__WHAT YOU NEED TO DO__. Render every line of the records below as a Markdown table with two columns, Row and Line. Number the rows in order and leave out blank lines.
begin INPUT RECORDS
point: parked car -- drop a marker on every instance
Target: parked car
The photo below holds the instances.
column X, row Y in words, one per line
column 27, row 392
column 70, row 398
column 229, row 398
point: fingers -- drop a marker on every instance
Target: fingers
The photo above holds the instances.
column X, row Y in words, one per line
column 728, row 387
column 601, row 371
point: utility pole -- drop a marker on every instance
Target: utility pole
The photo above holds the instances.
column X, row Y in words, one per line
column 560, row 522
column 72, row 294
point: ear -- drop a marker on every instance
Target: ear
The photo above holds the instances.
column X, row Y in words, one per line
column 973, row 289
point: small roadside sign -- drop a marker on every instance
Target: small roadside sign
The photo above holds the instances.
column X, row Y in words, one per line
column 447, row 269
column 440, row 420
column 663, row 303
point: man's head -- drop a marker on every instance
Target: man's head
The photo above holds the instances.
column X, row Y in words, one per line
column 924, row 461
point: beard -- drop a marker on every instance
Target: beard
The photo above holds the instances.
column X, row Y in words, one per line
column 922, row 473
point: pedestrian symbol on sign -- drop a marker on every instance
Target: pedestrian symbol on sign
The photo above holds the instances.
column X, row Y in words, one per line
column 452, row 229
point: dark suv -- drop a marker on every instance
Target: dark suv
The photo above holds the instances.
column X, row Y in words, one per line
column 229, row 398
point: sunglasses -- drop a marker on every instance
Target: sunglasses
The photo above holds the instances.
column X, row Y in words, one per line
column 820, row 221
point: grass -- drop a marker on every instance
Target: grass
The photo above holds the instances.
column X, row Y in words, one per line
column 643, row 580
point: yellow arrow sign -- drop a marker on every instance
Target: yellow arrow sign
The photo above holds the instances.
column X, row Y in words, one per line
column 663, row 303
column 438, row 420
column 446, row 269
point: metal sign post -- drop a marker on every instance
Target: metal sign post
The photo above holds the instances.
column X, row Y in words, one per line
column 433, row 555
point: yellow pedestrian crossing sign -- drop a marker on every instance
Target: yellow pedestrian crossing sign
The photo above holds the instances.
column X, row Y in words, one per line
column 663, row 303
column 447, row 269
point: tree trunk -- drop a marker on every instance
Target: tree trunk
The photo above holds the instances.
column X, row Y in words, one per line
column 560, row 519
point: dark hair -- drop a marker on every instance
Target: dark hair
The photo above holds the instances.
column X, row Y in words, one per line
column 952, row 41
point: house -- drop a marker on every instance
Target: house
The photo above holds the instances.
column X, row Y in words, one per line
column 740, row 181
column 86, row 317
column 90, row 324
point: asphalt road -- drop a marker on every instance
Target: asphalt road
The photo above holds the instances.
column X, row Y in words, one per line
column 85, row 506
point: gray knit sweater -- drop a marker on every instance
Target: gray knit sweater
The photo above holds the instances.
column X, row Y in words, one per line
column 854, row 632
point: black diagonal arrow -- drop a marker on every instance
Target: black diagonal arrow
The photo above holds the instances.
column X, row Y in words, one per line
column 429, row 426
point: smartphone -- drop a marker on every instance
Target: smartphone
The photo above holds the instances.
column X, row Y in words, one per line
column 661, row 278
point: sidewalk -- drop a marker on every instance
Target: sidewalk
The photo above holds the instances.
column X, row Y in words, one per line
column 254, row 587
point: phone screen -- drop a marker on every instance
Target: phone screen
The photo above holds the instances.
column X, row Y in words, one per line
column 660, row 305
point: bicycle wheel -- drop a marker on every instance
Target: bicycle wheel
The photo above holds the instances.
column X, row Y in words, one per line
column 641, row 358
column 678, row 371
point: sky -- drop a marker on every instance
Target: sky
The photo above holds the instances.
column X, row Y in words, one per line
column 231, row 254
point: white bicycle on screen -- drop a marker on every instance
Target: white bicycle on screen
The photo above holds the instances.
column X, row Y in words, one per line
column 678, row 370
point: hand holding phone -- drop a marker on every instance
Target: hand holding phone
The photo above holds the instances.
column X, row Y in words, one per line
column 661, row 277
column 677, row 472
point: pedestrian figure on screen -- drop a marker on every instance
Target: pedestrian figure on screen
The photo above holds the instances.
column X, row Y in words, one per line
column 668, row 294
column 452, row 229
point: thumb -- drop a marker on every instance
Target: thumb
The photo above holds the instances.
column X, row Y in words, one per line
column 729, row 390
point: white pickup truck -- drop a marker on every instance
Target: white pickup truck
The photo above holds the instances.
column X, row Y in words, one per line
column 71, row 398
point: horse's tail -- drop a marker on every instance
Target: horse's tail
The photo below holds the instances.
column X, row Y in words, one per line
end INPUT RECORDS
__SOLUTION TO THE PROBLEM__.
| Row | Line |
|---|---|
| 1 | point: parked car -- drop a marker on every instance |
| 2 | Target: parked car |
| 3 | The photo below holds the instances. |
| 4 | column X, row Y in words, one per line |
| 5 | column 27, row 392 |
| 6 | column 70, row 398 |
| 7 | column 229, row 398 |
| 8 | point: fingers -- drop a marker on every instance |
| 9 | Target: fingers |
| 10 | The photo above holds the instances. |
| 11 | column X, row Y in words, one per line |
| 12 | column 728, row 387 |
| 13 | column 601, row 371 |
| 14 | point: utility pole -- drop a marker on every instance |
| 15 | Target: utility pole |
| 16 | The photo above holds the instances. |
| 17 | column X, row Y in words, one per line |
| 18 | column 560, row 522 |
| 19 | column 72, row 294 |
| 20 | point: ear -- drop a marker on every instance |
| 21 | Target: ear |
| 22 | The photo above holds the instances. |
| 23 | column X, row Y in words, one per line |
| 24 | column 973, row 289 |
| 25 | point: small roadside sign -- drop a marker on every instance |
| 26 | Target: small roadside sign |
| 27 | The photo above holds the instances. |
| 28 | column X, row Y in words, one per line |
| 29 | column 447, row 269 |
| 30 | column 440, row 420 |
| 31 | column 663, row 303 |
| 32 | point: man's head -- drop a marker on every instance |
| 33 | Target: man's head |
| 34 | The photo above holds the instances. |
| 35 | column X, row Y in words, one per line |
| 36 | column 924, row 461 |
| 37 | point: beard -- drop a marker on every instance |
| 38 | Target: beard |
| 39 | The photo above holds the instances. |
| 40 | column X, row Y in words, one per line |
| 41 | column 922, row 473 |
| 42 | point: pedestrian symbol on sign -- drop a marker on every instance |
| 43 | Target: pedestrian symbol on sign |
| 44 | The photo above holds the instances. |
| 45 | column X, row Y in words, one per line |
| 46 | column 452, row 229 |
| 47 | point: dark suv -- drop a marker on every instance |
| 48 | Target: dark suv |
| 49 | The photo above holds the instances. |
| 50 | column X, row Y in words, one per line |
| 51 | column 229, row 398 |
| 52 | point: sunglasses -- drop a marker on every instance |
| 53 | Target: sunglasses |
| 54 | The photo above holds the instances. |
| 55 | column X, row Y in words, one per line |
| 56 | column 820, row 221 |
| 57 | point: grass -- drop a marker on every instance |
| 58 | Target: grass |
| 59 | The photo above holds the instances. |
| 60 | column X, row Y in words, one per line |
| 61 | column 643, row 580 |
| 62 | point: yellow arrow sign -- drop a marker on every instance |
| 63 | Target: yellow arrow sign |
| 64 | The photo above holds the instances. |
| 65 | column X, row Y in words, one per line |
| 66 | column 663, row 303 |
| 67 | column 438, row 420 |
| 68 | column 446, row 269 |
| 69 | point: metal sign post -- drop a marker on every instance |
| 70 | Target: metal sign post |
| 71 | The photo above holds the instances. |
| 72 | column X, row Y in words, one per line |
| 73 | column 433, row 555 |
| 74 | point: yellow pedestrian crossing sign -- drop a marker on every instance |
| 75 | Target: yellow pedestrian crossing sign |
| 76 | The photo above holds the instances. |
| 77 | column X, row Y in words, one per line |
| 78 | column 663, row 303 |
| 79 | column 447, row 269 |
| 80 | point: tree trunk -- drop a marker on every instance |
| 81 | Target: tree trunk |
| 82 | The photo above holds the instances. |
| 83 | column X, row Y in words, one per line |
| 84 | column 560, row 519 |
| 85 | point: dark hair -- drop a marker on every instance |
| 86 | Target: dark hair |
| 87 | The photo above holds the instances. |
| 88 | column X, row Y in words, one per line |
| 89 | column 952, row 41 |
| 90 | point: house -- drop a marker on every instance |
| 91 | Target: house |
| 92 | The photo above holds the instances. |
| 93 | column X, row Y in words, one per line |
| 94 | column 740, row 181 |
| 95 | column 86, row 317 |
| 96 | column 90, row 324 |
| 97 | point: asphalt road -- drop a marker on every instance |
| 98 | Target: asphalt road |
| 99 | The photo above holds the instances. |
| 100 | column X, row Y in words, one per line |
| 101 | column 85, row 506 |
| 102 | point: gray knit sweater -- drop a marker on every instance |
| 103 | Target: gray knit sweater |
| 104 | The photo above holds the instances. |
| 105 | column X, row Y in words, one per line |
| 106 | column 854, row 632 |
| 107 | point: black diagonal arrow -- drop a marker on every instance |
| 108 | Target: black diagonal arrow |
| 109 | The photo above holds the instances. |
| 110 | column X, row Y in words, one per line |
| 111 | column 429, row 426 |
| 112 | point: smartphone -- drop a marker on every instance |
| 113 | Target: smartphone |
| 114 | The photo above holds the instances. |
| 115 | column X, row Y in words, one per line |
| 116 | column 661, row 278 |
| 117 | point: sidewalk -- drop a marker on every instance |
| 118 | Target: sidewalk |
| 119 | The photo above holds the instances. |
| 120 | column X, row Y in words, one per line |
| 121 | column 254, row 587 |
| 122 | point: phone screen -- drop a marker on every instance |
| 123 | Target: phone screen |
| 124 | The photo above holds the instances. |
| 125 | column X, row Y in words, one per line |
| 126 | column 660, row 305 |
| 127 | point: bicycle wheel -- drop a marker on every instance |
| 128 | Target: bicycle wheel |
| 129 | The photo above holds the instances. |
| 130 | column X, row Y in words, one per line |
| 131 | column 641, row 358 |
| 132 | column 678, row 371 |
| 133 | point: sky -- drop a marker on every instance |
| 134 | Target: sky |
| 135 | The photo above holds the instances. |
| 136 | column X, row Y in words, one per line |
| 137 | column 231, row 254 |
| 138 | point: white bicycle on screen -- drop a marker on every instance |
| 139 | Target: white bicycle on screen |
| 140 | The photo above holds the instances. |
| 141 | column X, row Y in words, one per line |
| 142 | column 678, row 370 |
| 143 | point: hand holding phone -- drop a marker on every instance |
| 144 | Target: hand holding phone |
| 145 | The photo above holds the instances. |
| 146 | column X, row Y in words, one per line |
| 147 | column 661, row 277 |
| 148 | column 677, row 472 |
| 149 | point: pedestrian figure on screen -- drop a marker on every instance |
| 150 | Target: pedestrian figure on screen |
| 151 | The photo above holds the instances. |
| 152 | column X, row Y in words, one per line |
| 153 | column 668, row 294 |
| 154 | column 452, row 229 |
| 155 | point: thumb -- drop a marker on every instance |
| 156 | Target: thumb |
| 157 | The photo above holds the instances. |
| 158 | column X, row Y in words, one per line |
| 159 | column 729, row 390 |
| 160 | point: white pickup truck -- drop a marker on every instance |
| 161 | Target: white pickup truck |
| 162 | The photo above holds the instances. |
| 163 | column X, row Y in words, one per line |
| 164 | column 71, row 398 |
| 165 | point: horse's tail -- drop a marker on every instance |
| 166 | Target: horse's tail |
| 167 | The photo below holds the instances. |
| 168 | column X, row Y in words, one per line |